● What to produce:
Reproduce all of the lines below with "pixel coordinates" swapped for "image coordinates" and nothing else altered. Leave the pictures out.

● Supplied data:
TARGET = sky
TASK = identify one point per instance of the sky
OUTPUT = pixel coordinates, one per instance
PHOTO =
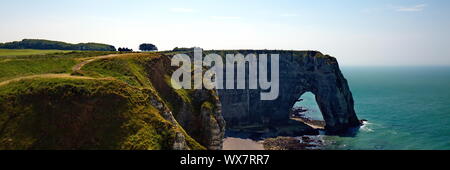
(357, 33)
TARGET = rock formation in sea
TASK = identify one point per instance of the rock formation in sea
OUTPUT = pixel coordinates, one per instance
(300, 72)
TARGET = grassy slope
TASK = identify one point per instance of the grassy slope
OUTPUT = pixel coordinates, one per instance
(24, 52)
(59, 113)
(41, 63)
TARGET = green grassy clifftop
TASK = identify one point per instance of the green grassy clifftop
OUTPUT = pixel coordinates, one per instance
(110, 102)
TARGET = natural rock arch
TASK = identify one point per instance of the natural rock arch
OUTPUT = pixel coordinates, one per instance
(300, 72)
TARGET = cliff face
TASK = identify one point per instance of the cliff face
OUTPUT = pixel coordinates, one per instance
(300, 72)
(197, 111)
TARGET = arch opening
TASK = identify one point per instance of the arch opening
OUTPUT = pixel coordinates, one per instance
(306, 110)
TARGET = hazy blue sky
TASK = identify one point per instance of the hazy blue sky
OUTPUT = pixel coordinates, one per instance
(357, 32)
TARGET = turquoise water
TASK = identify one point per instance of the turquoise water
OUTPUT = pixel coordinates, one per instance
(408, 108)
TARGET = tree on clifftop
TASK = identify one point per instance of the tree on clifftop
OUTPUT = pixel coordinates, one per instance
(148, 47)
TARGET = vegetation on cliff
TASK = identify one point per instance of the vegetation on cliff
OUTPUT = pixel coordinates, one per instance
(56, 45)
(88, 100)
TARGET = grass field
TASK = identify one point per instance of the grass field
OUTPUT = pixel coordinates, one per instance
(40, 62)
(24, 52)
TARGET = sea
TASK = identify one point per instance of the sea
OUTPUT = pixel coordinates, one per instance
(407, 108)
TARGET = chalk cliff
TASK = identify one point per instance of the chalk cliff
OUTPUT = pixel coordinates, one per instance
(300, 72)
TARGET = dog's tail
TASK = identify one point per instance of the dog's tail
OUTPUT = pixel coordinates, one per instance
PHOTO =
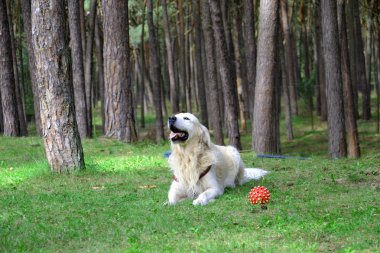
(253, 174)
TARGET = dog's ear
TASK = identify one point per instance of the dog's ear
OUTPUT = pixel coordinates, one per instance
(205, 135)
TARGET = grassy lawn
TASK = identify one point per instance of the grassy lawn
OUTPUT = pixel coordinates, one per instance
(116, 204)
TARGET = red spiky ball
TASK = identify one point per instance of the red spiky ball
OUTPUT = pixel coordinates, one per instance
(259, 194)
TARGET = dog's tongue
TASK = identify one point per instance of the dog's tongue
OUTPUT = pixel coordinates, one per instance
(172, 135)
(175, 135)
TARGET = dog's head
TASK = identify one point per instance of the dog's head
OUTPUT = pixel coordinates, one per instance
(185, 127)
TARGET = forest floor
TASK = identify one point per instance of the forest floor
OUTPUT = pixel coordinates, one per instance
(116, 204)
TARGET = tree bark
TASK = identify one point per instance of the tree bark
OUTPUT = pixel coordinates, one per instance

● Solution to this task:
TARGET = sky
TASK = identify one point per instance of the sky
OUTPUT = image coordinates, one per instance
PHOTO =
(357, 33)
TARGET = rock formation in sea
TASK = identify one point per instance of the rock formation in sea
OUTPUT = image coordinates, one per instance
(300, 72)
TARGET = grassy slope
TASK = identify one point per instance of the grassy slope
OUTPUT = image coordinates, one per instance
(24, 52)
(59, 113)
(41, 63)
TARGET = green grassy clifftop
TASK = identify one point per instance of the green grassy clifftop
OUTPUT = image coordinates, one per instance
(110, 102)
TARGET = natural rock arch
TASK = identify one point per instance of the natural rock arch
OUTPUT = image coordinates, one per instance
(300, 72)
TARGET = cliff face
TASK = identify one point per instance of the cliff face
OUTPUT = image coordinates, one per instance
(300, 72)
(197, 111)
TARGET = arch opening
TASK = identify one point per instance of the arch opening
OUTPUT = image coordinates, one per instance
(306, 110)
TARGET = hazy blue sky
TASK = identify one point per instance of the hazy blue sky
OUTPUT = image coordinates, one per instance
(357, 32)
TARGET = turquoise water
TASK = identify one point per instance of the turquoise water
OUTPUT = image coordinates, one per instance
(408, 108)
TARGET = tree on clifftop
TASK = identify one point per instance of the tree on clifftop
OUTPUT = image coordinates, one per instance
(148, 47)
TARGET = vegetation on cliff
TASK = identify one point per instance of the vegetation on cliff
OUTPUT = image coordinates, one per instance
(56, 45)
(88, 100)
TARGET = grass field
TASK = identify one point per instance of the grass field
OUTPUT = image coordinates, one per instance
(40, 62)
(24, 52)
TARGET = sea
TASK = identify one point per instance of the sea
OUTPUT = image coordinates, one per instance
(407, 108)
TARGET = chalk cliff
TASK = identify one point per instance of the chalk cliff
OUTPUT = image coordinates, one per instance
(300, 72)
TARGET = dog's tail
TASK = identify one point per instance of the dog's tail
OUTPUT = image coordinates, one per instance
PHOTO =
(253, 174)
TARGET = dog's ear
TASK = identify one point per instance of the dog's ear
OUTPUT = image coordinates, one per instance
(205, 135)
TARGET = grassy lawn
TASK = identify one point per instance of the grassy lawn
OUTPUT = image coordinates, one per instance
(116, 204)
TARGET = red spiky ball
TASK = identify one point per instance of the red spiky ball
OUTPUT = image coordinates, one per instance
(259, 194)
TARGET = dog's tongue
TASK = identify one point per instance of the dog's tongue
OUTPUT = image coordinates, one per instance
(172, 135)
(175, 135)
TARGET = dog's head
TASK = identify one point per instance of the dog's head
OUTPUT = image coordinates, one per instance
(185, 127)
TARGET = forest floor
TASK = identify one point per instance of the forest floor
OUTPUT = image coordinates, one per instance
(116, 204)
TARGET = tree bark
TASK = identify one point per instance of the tree bark
OUTPUT = image coordinates, one per instance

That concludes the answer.